── SOURCE DATA
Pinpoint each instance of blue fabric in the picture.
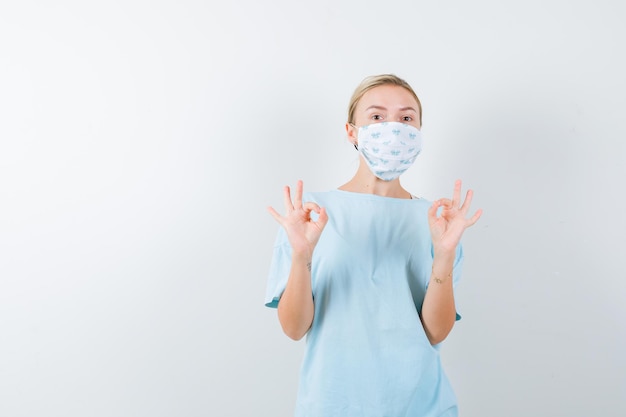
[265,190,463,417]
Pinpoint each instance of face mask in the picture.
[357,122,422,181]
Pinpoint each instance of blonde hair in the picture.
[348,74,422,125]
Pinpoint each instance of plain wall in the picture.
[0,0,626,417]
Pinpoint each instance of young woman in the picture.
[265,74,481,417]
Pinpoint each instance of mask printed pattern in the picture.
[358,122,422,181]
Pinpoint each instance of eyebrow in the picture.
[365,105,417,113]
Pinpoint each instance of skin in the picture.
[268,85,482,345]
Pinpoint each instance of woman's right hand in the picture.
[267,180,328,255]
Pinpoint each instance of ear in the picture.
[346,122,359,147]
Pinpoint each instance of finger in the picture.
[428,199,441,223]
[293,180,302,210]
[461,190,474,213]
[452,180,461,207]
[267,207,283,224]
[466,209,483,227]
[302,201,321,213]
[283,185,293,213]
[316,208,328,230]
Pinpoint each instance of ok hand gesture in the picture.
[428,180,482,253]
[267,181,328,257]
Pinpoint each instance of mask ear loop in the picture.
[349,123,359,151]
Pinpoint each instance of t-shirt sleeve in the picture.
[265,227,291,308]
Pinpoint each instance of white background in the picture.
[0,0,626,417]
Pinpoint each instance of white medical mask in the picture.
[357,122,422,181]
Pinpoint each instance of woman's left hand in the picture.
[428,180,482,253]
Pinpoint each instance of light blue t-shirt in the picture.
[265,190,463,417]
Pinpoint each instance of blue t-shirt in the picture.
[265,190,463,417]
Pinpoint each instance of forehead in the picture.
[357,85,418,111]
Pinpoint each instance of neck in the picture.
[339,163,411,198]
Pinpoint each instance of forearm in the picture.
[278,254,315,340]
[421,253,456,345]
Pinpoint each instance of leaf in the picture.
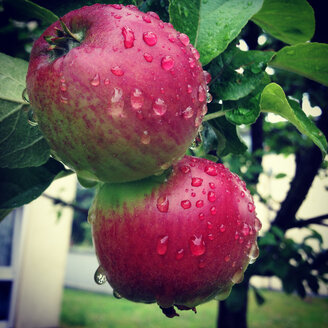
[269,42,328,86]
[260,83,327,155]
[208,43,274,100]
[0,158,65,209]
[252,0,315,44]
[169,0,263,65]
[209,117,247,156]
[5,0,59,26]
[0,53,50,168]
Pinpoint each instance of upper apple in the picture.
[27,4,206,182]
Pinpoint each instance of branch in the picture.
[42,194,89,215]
────
── SOURCE DATA
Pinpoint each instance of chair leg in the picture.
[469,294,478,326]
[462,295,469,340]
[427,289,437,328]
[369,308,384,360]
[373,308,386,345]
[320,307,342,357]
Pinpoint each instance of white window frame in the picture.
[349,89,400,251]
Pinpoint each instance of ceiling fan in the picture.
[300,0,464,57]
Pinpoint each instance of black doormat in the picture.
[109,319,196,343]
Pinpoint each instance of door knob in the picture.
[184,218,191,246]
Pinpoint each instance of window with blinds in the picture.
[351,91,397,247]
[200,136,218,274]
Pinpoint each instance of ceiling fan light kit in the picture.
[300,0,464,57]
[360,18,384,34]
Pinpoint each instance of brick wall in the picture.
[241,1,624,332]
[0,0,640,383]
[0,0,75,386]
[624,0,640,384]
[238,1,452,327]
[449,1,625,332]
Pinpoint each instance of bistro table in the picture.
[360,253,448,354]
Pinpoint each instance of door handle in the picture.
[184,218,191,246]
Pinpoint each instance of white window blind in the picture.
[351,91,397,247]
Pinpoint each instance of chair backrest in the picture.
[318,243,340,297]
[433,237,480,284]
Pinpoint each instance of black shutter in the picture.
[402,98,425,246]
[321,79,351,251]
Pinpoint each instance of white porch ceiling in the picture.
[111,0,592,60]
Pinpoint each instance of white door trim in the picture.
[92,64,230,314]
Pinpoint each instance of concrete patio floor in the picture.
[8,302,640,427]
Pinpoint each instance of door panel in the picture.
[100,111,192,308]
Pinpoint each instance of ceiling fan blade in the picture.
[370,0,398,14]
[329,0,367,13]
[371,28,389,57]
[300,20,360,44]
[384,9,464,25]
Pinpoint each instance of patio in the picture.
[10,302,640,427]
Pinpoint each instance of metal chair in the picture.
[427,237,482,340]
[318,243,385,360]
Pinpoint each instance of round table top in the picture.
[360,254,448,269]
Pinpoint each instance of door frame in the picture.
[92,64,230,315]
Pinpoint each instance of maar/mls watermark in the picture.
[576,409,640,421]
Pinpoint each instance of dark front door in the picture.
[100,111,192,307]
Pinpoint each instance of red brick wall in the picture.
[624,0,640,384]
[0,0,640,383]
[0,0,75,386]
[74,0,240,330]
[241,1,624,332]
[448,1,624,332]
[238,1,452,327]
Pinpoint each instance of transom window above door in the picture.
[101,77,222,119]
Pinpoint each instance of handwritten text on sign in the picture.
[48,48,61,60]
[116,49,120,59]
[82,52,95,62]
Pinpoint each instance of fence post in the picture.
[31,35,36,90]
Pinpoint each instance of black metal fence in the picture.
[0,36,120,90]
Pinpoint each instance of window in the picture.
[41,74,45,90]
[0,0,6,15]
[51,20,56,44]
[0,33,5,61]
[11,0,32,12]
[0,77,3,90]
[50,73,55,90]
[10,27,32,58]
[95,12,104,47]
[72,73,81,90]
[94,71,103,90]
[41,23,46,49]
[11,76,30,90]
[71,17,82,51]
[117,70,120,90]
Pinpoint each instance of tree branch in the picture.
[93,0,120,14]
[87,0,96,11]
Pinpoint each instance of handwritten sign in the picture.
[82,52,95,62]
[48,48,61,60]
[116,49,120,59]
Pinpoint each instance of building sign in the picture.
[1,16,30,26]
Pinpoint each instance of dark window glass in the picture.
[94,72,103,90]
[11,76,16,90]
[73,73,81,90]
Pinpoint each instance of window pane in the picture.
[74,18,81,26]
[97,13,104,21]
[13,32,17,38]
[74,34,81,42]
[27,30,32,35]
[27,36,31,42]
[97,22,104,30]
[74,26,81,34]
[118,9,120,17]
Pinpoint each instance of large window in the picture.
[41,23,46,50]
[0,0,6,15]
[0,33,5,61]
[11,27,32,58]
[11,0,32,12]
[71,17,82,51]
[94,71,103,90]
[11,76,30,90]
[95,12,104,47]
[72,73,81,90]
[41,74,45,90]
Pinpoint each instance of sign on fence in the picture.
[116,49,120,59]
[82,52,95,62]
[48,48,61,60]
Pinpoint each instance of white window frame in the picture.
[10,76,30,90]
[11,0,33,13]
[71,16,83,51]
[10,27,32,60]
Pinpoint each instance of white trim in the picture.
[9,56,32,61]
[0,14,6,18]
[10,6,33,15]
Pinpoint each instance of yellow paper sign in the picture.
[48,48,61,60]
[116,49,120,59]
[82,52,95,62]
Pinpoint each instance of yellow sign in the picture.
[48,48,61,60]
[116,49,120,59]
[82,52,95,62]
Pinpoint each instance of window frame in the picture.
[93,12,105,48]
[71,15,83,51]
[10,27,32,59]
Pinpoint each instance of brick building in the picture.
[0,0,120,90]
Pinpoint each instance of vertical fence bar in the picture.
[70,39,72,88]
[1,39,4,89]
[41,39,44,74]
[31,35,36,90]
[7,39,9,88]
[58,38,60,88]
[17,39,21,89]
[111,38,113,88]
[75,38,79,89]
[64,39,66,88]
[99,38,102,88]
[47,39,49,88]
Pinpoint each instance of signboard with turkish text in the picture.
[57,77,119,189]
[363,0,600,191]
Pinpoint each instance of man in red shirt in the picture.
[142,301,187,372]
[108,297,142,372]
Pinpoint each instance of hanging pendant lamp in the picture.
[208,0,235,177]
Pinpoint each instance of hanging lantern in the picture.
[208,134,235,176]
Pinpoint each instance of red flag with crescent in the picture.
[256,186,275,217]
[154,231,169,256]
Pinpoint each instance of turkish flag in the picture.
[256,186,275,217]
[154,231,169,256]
────
__STATED TASK__. Copy out the lines beginning at the one that has "Pinpoint each instance of maar/mls" and stopping after the one that has "[117,70,120,90]", swapping "fence" for "railing" and leaving everything else as it is.

__SOLUTION__.
Pinpoint each instance of maar/mls watermark in the picture.
[576,409,640,421]
Pinpoint each instance of dark front door in the picture.
[100,111,192,307]
Pinpoint each instance of red brick wall in the picture.
[624,0,640,384]
[0,0,640,383]
[0,0,75,386]
[74,0,240,330]
[241,1,624,332]
[448,1,624,332]
[238,1,452,327]
Pinpoint each instance of transom window above door in the picture.
[101,77,222,119]
Pinpoint each instance of handwritten text on sign in the picture.
[48,48,61,60]
[116,49,120,59]
[82,52,95,62]
Pinpoint each instance of railing post in the picture.
[31,35,36,90]
Pinpoint each instance of black metal railing in the picture.
[0,36,120,90]
Pinpoint each instance of window in the picture.
[41,74,45,90]
[0,0,6,15]
[51,20,56,44]
[0,33,5,61]
[11,0,32,12]
[0,77,3,90]
[50,73,55,90]
[10,27,32,58]
[95,12,104,47]
[72,73,81,90]
[94,71,103,90]
[41,23,46,49]
[11,76,30,90]
[71,17,82,51]
[117,70,120,90]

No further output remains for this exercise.